-- Begin TEXT PASSAGE --

I think of some parts of the church in America, the ones that teach over and over again that God wants to bless us with the desires of our heart.
In many ways they assume just what Peter did: God is all powerful. God loves us. If we trust God, we will get everything we want. We can have that career we want. The car we desire. The spouse we feel we deserve. Being faithful to God means circumstances will always go well!
Jesus is proof that faithfulness to God does not always equal good circumstances in this life.
When Peter said “No!” to the suffering, Jesus saw and named it for what it was: a temptation to not walk the road that God had placed in front of him. A temptation to use his power to save his own life, to be accepted rather than rejected and killed.
Let me ask: How else are we saying “No” to God’s way, Jesus way?
Do you have examples in your own life of where your assumption that following God brought good circumstances…did that ever lead you to say “No” just like Peter did? Maybe it didn’t feel like a “no”, maybe it felt more like a “what is going on here?” But do you have other examples of when something inside you screamed “Wait, God is good! Life should be going better than this!” [ASK]
Maybe you don’t agree with me, but I see in Peter’s rebuke toward Jesus, Peter’s “no” to Jesus…I see in Peter the same struggle that we’ve just identified within us.
Something inside us just doesn’t sit right with this. How can we believe in Jesus, God’s all-powerful Son, our Savior…but have that belief still not completely eliminate suffering and struggle in our lives? It’s even more difficult to think that God chose to face the evil of the world with submission, to conquer it through suffering and death. It’s perhaps hardest of all to live into what Jesus teaches here, that we have to take up our cross, that we have to stop pursuing our own gain and instead pursue Christ…that gaining the whole world, gaining success and security and wealth actually leads to forfeiting our soul!
“Jesus stipulated that those who wish to follow him must be prepared to shift the center of gravity in their lives from a concern for self to reckless abandon to the will of God.” [William Lane, NICNT commentary]
As individuals we must face how we join Peter in saying “no” to Jesus’ way of suffering. As Americans and maybe even especially as American Christians, we have to corporately face how we join Peter in rebuking Jesus’ call to suffering and the cross.
The thought that we are blessed by God as a Christian nation, that we have a destiny to fulfill in the world, that our power is ok to exert because we are on the right side, that God will protect us and all who oppose us are by definition going against all that is right: these thoughts and beliefs are just like Peter, rebuking Jesus for his method of choosing the cross and suffering. It’s choosing power instead. On a corporate level, it is us choosing to protect and save our lives…perhaps in ways that Jesus would say are forfeiting our souls.

-- End TEXT PASSAGE --

### [STATED PROBLEM 1]
Reproduce, character for character, the entries from the line that contains "Reviewer note: confirm that every instance of the long sleeve" down to the line that contains "<point>294,167</point>", including both of those lines.

-- Begin INFORMATION GIVEN --

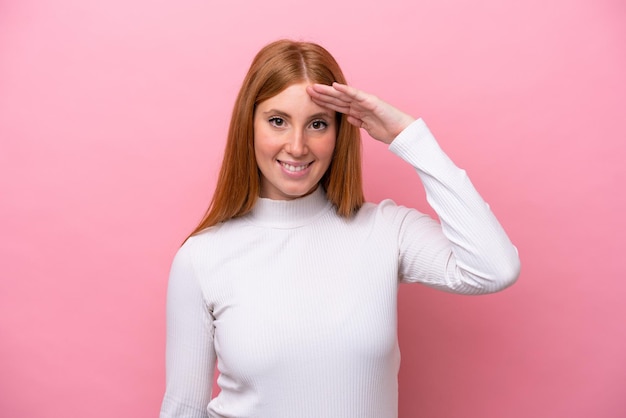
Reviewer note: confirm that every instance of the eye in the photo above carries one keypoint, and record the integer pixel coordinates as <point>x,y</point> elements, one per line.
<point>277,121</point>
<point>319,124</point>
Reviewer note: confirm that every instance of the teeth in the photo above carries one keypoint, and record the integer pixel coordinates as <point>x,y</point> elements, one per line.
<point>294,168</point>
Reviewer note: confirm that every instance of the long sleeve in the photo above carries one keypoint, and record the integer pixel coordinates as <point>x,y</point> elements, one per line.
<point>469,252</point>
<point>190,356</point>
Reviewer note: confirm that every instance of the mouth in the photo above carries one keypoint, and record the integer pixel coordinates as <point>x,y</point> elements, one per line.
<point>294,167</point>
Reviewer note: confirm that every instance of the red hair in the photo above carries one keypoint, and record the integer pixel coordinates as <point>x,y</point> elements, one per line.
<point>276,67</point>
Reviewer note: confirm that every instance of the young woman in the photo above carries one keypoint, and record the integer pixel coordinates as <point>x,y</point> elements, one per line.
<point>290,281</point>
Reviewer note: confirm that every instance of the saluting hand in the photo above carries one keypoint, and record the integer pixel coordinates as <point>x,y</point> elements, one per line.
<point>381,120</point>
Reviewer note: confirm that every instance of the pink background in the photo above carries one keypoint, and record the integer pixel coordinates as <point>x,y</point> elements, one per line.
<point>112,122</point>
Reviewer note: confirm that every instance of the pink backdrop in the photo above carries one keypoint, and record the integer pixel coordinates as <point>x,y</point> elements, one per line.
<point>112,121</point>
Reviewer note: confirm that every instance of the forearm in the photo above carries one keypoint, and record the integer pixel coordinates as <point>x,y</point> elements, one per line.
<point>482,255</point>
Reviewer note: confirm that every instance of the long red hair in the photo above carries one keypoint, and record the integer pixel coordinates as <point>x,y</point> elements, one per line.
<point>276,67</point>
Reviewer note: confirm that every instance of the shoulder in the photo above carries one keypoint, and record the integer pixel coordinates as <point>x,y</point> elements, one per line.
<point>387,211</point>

-- End INFORMATION GIVEN --
-- Begin INFORMATION GIVEN --

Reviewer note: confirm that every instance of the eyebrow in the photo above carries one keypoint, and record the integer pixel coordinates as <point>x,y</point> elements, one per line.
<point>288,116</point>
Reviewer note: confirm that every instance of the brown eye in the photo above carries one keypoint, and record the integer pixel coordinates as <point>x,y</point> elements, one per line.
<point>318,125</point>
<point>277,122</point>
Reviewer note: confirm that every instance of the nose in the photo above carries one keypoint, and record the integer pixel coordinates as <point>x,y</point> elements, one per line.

-- End INFORMATION GIVEN --

### [STATED PROBLEM 2]
Go on with the sermon passage about Peter's rebuke of Jesus, starting right after its final sentence.

### [WRITTEN REPLY 1]
Reviewer note: confirm that every instance of the long sleeve in the photo above carries one keypoint, and record the integer pixel coordinates as <point>x,y</point> elements, one per line.
<point>469,252</point>
<point>190,356</point>
Reviewer note: confirm that every instance of the mouth in the photo above carries one keypoint, and record the integer pixel coordinates as <point>x,y</point> elements, one per line.
<point>294,167</point>

### [WRITTEN REPLY 2]
I recognize that is a provocative statement, and not one that all would agree with.
But it kept coming to mind this week as I looked at Jesus’ words, as I tried to wrestle with how we are like Peter, rejecting and rebuking Jesus for how Jesus chose to deal with the evil in our world. I raise it for us as a question…and we can move back to figuring out the practical side of individually taking up the cross and denying ourselves.
Look with me again at the end of Mark 8. [READ 8:34-38]
If we want to follow Jesus, we do it his way. Our focus and purpose is obedience. In one of Jesus’ famous reversals, the act of trying to protect ourselves, giving our efforts toward self-preservation, will lead us to hurt others and will miss the core truth of what Christ has done.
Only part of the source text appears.